大分・別府を6月30日に発ち、7月1日の朝、フェリーで大阪に到着しました。仕事関係の講習を2日間受けて関西から本格的に旅が始まりました。
目次
「三傑」を取材した関西15日
関西で過ごした15日間は大阪、京都、滋賀を巡りながら経営者を取材しました。各地でもっとも影響力があり、かつ理念を大事にしている人物に注目しました。
私が理念に着目したのは、新聞記者時代がきっかけです。12年間で多くのリーダーにインタビューをさせていただきました。大臣、省庁の次官、知事、議長、企業経営者といった硬派なリーダーから、トップスポーツ選手、日本一のバーテンダー、NPO創設者、地域の観光の牽引役など各分野で存在感を放つリーダーまで、多くの方と直接対話する機会に恵まれました。
各界のリーダーと対話するうちに、私はときどき違和感を覚えることがありました。「社長」という立派な肩書きをもつ人であっても、自分の言葉で語っていないように感じる方が少なくないということでした。記者という仕事は、相手の言葉を聴く仕事です。どの話を記事に盛り込むか、最前線の記者は相手から出てくる言葉に集中しています。しかし社長によっては、話す言葉が全然「伝わってこない」と感じられるのです。「伝わってこない」というのは、記者として「記事にしたい言葉が見つからない」ということです。目の前の記者に伝えられなければ、部下たちにどうして響く言葉を伝えられるのだろうとふしぎに思うことがありました。

## [提供資料]

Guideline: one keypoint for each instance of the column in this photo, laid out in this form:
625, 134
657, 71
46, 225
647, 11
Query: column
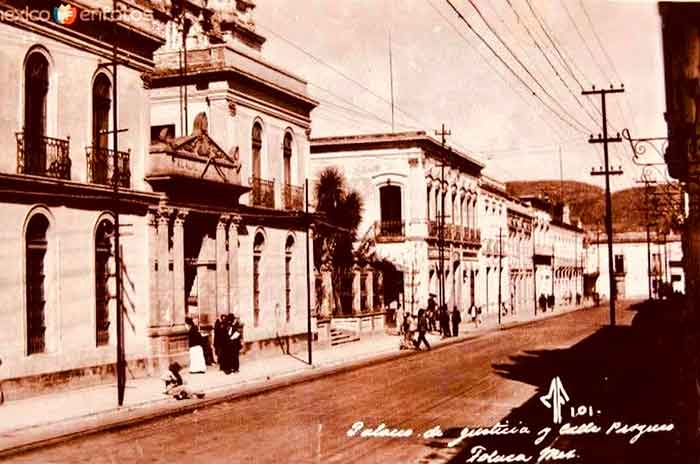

## [課題の目標 1]
関西の旅の文章では、筆者は別府から大阪まで何に乗って来ましたか。
## [課題の目標 2]
記録をすべて、一字一句変えずに書き写してください。画像は入れないでください。

## [解答例 1]
フェリーです。

## [解答例 2]
Guideline: one keypoint for each instance of the column in this photo, laid out in this form:
625, 134
657, 71
46, 225
647, 11
Query: column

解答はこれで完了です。